§ Your task:
Please give the listing again in full, leaving out its images.

§ Given entries:
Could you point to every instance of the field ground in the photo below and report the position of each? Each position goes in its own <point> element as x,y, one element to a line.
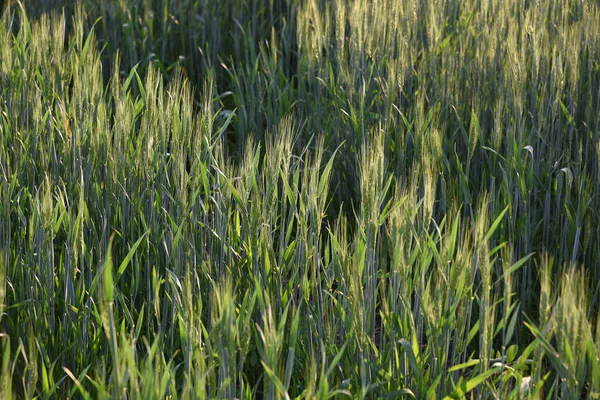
<point>315,199</point>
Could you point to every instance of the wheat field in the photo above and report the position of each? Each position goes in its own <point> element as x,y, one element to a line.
<point>316,199</point>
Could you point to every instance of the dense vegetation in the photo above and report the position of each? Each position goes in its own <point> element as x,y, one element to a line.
<point>285,198</point>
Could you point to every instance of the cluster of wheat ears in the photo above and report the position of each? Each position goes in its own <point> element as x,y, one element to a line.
<point>300,199</point>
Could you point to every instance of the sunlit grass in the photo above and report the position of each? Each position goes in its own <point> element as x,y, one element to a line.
<point>251,199</point>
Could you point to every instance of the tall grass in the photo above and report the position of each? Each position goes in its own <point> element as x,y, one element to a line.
<point>252,199</point>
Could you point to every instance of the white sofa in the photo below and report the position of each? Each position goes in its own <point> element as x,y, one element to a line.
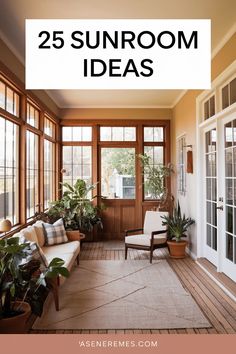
<point>68,251</point>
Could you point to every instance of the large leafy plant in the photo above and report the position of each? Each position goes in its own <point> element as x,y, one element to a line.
<point>177,224</point>
<point>22,277</point>
<point>76,208</point>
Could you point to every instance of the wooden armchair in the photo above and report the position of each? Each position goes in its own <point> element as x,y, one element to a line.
<point>154,234</point>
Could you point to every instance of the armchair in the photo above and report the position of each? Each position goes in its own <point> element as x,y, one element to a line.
<point>154,234</point>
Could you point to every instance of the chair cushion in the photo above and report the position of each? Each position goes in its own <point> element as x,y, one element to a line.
<point>55,233</point>
<point>145,240</point>
<point>40,233</point>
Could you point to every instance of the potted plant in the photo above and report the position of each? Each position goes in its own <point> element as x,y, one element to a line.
<point>23,283</point>
<point>177,225</point>
<point>154,180</point>
<point>76,208</point>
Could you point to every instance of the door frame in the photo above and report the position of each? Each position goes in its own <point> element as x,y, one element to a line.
<point>219,119</point>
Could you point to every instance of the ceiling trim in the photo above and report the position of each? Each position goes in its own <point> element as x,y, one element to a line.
<point>12,48</point>
<point>224,40</point>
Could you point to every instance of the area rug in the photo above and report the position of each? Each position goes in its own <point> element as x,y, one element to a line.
<point>122,295</point>
<point>114,246</point>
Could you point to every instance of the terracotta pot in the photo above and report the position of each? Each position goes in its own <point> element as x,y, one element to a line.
<point>177,249</point>
<point>16,324</point>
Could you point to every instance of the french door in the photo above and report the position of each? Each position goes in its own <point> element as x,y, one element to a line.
<point>220,194</point>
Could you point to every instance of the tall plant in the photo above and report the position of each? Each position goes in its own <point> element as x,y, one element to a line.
<point>76,208</point>
<point>21,277</point>
<point>154,177</point>
<point>177,224</point>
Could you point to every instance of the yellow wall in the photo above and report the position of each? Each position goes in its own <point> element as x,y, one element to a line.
<point>184,122</point>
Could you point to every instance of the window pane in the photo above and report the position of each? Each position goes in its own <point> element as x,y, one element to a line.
<point>156,154</point>
<point>9,171</point>
<point>117,133</point>
<point>225,97</point>
<point>77,163</point>
<point>233,91</point>
<point>9,99</point>
<point>77,133</point>
<point>49,127</point>
<point>49,172</point>
<point>2,95</point>
<point>32,115</point>
<point>32,173</point>
<point>153,134</point>
<point>118,173</point>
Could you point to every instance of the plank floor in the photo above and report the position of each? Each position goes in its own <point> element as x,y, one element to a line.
<point>219,308</point>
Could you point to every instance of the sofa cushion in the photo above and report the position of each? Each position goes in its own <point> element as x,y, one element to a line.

§ Answer to this problem:
Could you point to every instance of the field ground in the photo below and report the position of each? Each position goes in its own <point> element as x,y, one element to a line.
<point>315,199</point>
Could you point to every instance of the wheat field in the photo above and report the position of each? Each position goes in its own <point> element as x,y, one element to a line.
<point>316,199</point>
Could you point to every instance of the dense vegetation in the photo above and report the position of each? Each position goes in its own <point> element as x,y, one element to a line.
<point>285,198</point>
Could you point to every instance of the cluster of wheat ears in the photo above and report the position of each? Each position goes in its own <point> element as x,y, one element to a line.
<point>300,199</point>
Could you point to every instance of the sunlit grass in the photo above and report the position of each? Each position goes in its own <point> element as x,y, one element to a line.
<point>251,199</point>
Could you point to every instance of the tall grass in the photo above and report the position of each? Each position goes in its own <point> element as x,y, one element to a line.
<point>252,199</point>
Could you point to every instance of the white sofa in the photo below and report the position of each? Each position goes in its own <point> element as x,y, one element to a line.
<point>68,251</point>
Could you point to every instance of the large leafy plant in the photo above and report the position of each? Each position goes in its own <point> element as x,y, one element to a line.
<point>177,224</point>
<point>22,277</point>
<point>76,208</point>
Could you point to every instance of the wooden armchair in the photo above and report the position of each? Each position goes in its own <point> element as x,y, one element to a line.
<point>154,234</point>
Could you point to every instance of the armchair in the photo above and report the position of each? Each position goes in its own <point> element as x,y, one element to a line.
<point>154,234</point>
Could you point to every instance of the chair cushion in the photo above and report the position of each? Each position goes in its own <point> element as x,y, one element to a line.
<point>55,233</point>
<point>145,240</point>
<point>40,233</point>
Could you point to every instance of the potted plant in the photo above and report the position of each? Each position goes in its own <point> element as x,y, one element to a line.
<point>23,283</point>
<point>177,225</point>
<point>154,180</point>
<point>76,208</point>
Could you point to every instance of the door frame in the photo above and report the position of each? Each position goes in its own <point> element as x,y, one element to a line.
<point>219,119</point>
Could you point to every instance of the ceiling trim in the photo above and report the position of each? Each position goes in its own <point> element as x,y, one element to a line.
<point>12,48</point>
<point>224,40</point>
Could you point to every instance of the area rug in the photo above and report the position of each? Each position goes in its own <point> element as x,y, one element to a line.
<point>122,295</point>
<point>114,246</point>
Could you point to every instance of the terracotta pot in the photo above and report the position of each? Each position goes in its own <point> element as x,y, one element to a line.
<point>177,249</point>
<point>16,324</point>
Could you point to every instance of the french door in the photo above and report the position of each? Each position goes in its own <point> element as x,y, one element to a line.
<point>220,194</point>
Could you point to every instance of the tall plant in the photo above and report the position of each? Each position goes in its own <point> element as x,y, one element to a line.
<point>76,208</point>
<point>21,277</point>
<point>154,177</point>
<point>177,224</point>
Could you point to every instance of the yellow wall in the photo above and report the position of each? Each position goes in its own <point> element as x,y, one element to a line.
<point>184,122</point>
Could you point to every instance of the window pane in the photo above and report the position of each? Each position goes in its own <point> element as x,y, one element to a line.
<point>156,154</point>
<point>9,171</point>
<point>117,133</point>
<point>225,97</point>
<point>77,163</point>
<point>233,91</point>
<point>9,99</point>
<point>77,133</point>
<point>49,127</point>
<point>49,172</point>
<point>2,95</point>
<point>32,115</point>
<point>32,173</point>
<point>153,134</point>
<point>118,173</point>
Could you point to every instance of the plank floor in the photo above and report the position of each? Each position goes in its own <point> element as x,y, one element to a line.
<point>219,308</point>
Could you point to every instance of the sofa cushion in the photo above and report the position of each? Each position goes in its own <point> element as x,y, one element to a line.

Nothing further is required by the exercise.